(Excerpt provided Opens)

Effectively predicting the function of proteins is a major challenge, one that would have seemed impossible a few years ago. Indeed, predicting a protein structure from a given amino acid sequence is a long-standing problem in protein structure and enzymology. Dr. Arthur Lesk (Biochemistry and Molecular Biology) is one of the world leaders in these areas. His current research combines his expertise in modeling protein structure and molecular graphics with the rapidly expanding knowledge of three-dimensional protein structures to develop novel methods for predicting protein function. This cutting-edge research also utilizes comparative approaches, including three-dimensional structural comparisons instead of the primary structure comparisons that are the basis of other projects in the CCGB.
Just as aligned genome sequences provide fundamental information for predicting protein-coding genes, the alignments are central to the approaches used in the CCGB for finding functional non-coding genomic DNA sequences. Dr. Webb Miller (Computer Science and Engineering and Biology) has pioneered dynamic programming methods for aligning long genomic DNA sequences. He has collaborated with Dr. Ross Hardison (Biochemistry and Molecular Biology) in developing software for this problem and in designing experiments to test computer-generated predictions of sequences regulating gene expression for the past 14 years. For the past two years, Dr. Francesca Chiaromonte (Statistics) has joined this collaboration to bring state-of-the-art statistical methods to analysis of the alignments, always with the aim of identifying functional DNA sequences by hallmarks of purifying selection (slower rates of change than neutral DNA) or by statistically robust measures of similarity to patterns in known regulatory sequences. (See International Mouse Genome Sequencing Consortium, Nature 420:520-562, 2002.) Full utilization of these whole-genome interspecies alignments requires that they be recorded in a database along with current annotations of the human and mouse genomes (e.g. genes, expression patterns, transcription factor binding sites, repetitive DNA sequences). An initial version of such a database, called GALA, is now available.

(Excerpt provided Closes)
(Supplied material Opens)

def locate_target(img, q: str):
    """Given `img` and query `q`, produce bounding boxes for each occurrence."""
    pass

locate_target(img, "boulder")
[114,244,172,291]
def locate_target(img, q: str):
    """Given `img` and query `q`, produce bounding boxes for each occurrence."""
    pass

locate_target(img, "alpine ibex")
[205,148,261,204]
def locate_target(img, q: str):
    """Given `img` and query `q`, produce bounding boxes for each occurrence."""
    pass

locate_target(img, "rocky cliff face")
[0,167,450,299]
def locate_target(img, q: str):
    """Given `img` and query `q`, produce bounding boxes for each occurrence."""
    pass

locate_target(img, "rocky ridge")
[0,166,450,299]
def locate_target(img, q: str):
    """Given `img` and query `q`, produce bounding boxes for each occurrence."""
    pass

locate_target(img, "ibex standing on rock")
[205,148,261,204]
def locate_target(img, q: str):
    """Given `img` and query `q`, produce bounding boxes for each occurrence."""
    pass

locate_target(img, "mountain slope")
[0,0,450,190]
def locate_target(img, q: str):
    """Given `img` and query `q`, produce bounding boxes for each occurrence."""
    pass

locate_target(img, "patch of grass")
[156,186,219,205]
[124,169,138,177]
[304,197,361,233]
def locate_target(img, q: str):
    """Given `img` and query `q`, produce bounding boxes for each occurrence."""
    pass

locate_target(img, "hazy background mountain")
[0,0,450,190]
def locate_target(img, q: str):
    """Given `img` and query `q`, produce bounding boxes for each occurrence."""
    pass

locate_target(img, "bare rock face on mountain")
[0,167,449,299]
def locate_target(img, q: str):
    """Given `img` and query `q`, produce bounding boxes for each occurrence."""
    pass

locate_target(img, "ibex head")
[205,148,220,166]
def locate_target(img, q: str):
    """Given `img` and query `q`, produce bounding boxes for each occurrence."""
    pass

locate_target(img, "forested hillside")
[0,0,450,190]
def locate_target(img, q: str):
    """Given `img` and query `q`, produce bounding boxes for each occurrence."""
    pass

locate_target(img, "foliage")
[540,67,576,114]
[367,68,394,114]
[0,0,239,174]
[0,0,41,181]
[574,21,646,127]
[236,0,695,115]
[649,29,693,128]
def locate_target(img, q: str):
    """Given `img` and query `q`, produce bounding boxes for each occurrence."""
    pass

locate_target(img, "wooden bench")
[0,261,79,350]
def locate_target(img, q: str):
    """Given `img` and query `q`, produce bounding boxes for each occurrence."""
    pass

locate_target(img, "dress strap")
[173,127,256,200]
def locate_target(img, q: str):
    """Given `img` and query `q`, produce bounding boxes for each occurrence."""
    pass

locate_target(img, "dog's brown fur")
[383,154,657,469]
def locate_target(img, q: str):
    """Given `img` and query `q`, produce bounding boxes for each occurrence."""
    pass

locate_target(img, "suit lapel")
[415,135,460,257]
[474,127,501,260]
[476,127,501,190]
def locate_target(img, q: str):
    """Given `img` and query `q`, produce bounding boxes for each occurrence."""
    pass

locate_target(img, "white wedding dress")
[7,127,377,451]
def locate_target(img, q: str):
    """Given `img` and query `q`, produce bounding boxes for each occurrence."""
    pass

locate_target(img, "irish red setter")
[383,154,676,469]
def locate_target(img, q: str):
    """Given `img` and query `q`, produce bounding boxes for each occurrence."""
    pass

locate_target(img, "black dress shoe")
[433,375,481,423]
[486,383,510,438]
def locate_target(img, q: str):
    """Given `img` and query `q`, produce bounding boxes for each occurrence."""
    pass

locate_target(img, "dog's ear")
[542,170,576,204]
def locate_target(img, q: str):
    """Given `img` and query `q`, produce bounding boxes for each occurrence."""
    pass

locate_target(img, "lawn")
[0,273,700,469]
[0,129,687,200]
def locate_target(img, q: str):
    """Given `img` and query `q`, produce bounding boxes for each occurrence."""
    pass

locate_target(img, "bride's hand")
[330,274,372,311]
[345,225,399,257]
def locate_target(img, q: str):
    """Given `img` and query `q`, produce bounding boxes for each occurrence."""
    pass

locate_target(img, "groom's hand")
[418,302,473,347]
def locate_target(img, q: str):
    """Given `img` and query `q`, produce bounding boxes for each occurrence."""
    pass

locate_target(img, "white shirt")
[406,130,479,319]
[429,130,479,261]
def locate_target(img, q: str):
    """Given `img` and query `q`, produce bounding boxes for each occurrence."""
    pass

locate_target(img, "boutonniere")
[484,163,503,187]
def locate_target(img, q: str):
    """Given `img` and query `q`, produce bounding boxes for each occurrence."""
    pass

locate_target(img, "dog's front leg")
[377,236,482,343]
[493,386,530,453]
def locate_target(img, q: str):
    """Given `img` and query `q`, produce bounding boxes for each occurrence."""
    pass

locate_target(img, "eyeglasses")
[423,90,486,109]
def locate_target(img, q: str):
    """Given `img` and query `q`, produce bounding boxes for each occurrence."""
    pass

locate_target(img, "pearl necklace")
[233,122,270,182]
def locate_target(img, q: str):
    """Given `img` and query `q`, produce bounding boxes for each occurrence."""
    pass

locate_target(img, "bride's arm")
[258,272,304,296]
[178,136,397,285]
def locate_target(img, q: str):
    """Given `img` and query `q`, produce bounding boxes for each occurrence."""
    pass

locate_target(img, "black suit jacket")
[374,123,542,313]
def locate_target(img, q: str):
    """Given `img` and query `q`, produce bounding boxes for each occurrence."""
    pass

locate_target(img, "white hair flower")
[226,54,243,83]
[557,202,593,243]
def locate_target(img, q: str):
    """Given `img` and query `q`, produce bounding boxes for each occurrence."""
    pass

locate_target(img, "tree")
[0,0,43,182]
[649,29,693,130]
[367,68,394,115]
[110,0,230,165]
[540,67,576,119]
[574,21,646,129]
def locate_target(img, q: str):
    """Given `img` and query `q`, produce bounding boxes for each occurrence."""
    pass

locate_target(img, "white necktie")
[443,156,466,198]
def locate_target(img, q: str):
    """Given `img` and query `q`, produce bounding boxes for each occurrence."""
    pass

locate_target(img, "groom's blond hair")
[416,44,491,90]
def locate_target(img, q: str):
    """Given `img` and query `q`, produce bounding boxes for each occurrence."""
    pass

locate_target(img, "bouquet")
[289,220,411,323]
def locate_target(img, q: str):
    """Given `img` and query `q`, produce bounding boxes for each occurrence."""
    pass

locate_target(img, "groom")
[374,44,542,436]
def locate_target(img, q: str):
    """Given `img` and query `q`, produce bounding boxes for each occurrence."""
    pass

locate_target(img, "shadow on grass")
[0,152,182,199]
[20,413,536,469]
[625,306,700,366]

(Supplied material Closes)

-- Exercise details --
Quote the passage about CCGB research word for word, everything from "Effectively predicting the" down to "in the CCGB.".

-- Completed task --
Effectively predicting the function of proteins is a major challenge, one that would have seemed impossible a few years ago. Indeed, predicting a protein structure from a given amino acid sequence is a long-standing problem in protein structure and enzymology. Dr. Arthur Lesk (Biochemistry and Molecular Biology) is one of the world leaders in these areas. His current research combines his expertise in modeling protein structure and molecular graphics with the rapidly expanding knowledge of three-dimensional protein structures to develop novel methods for predicting protein function. This cutting-edge research also utilizes comparative approaches, including three-dimensional structural comparisons instead of the primary structure comparisons that are the basis of other projects in the CCGB.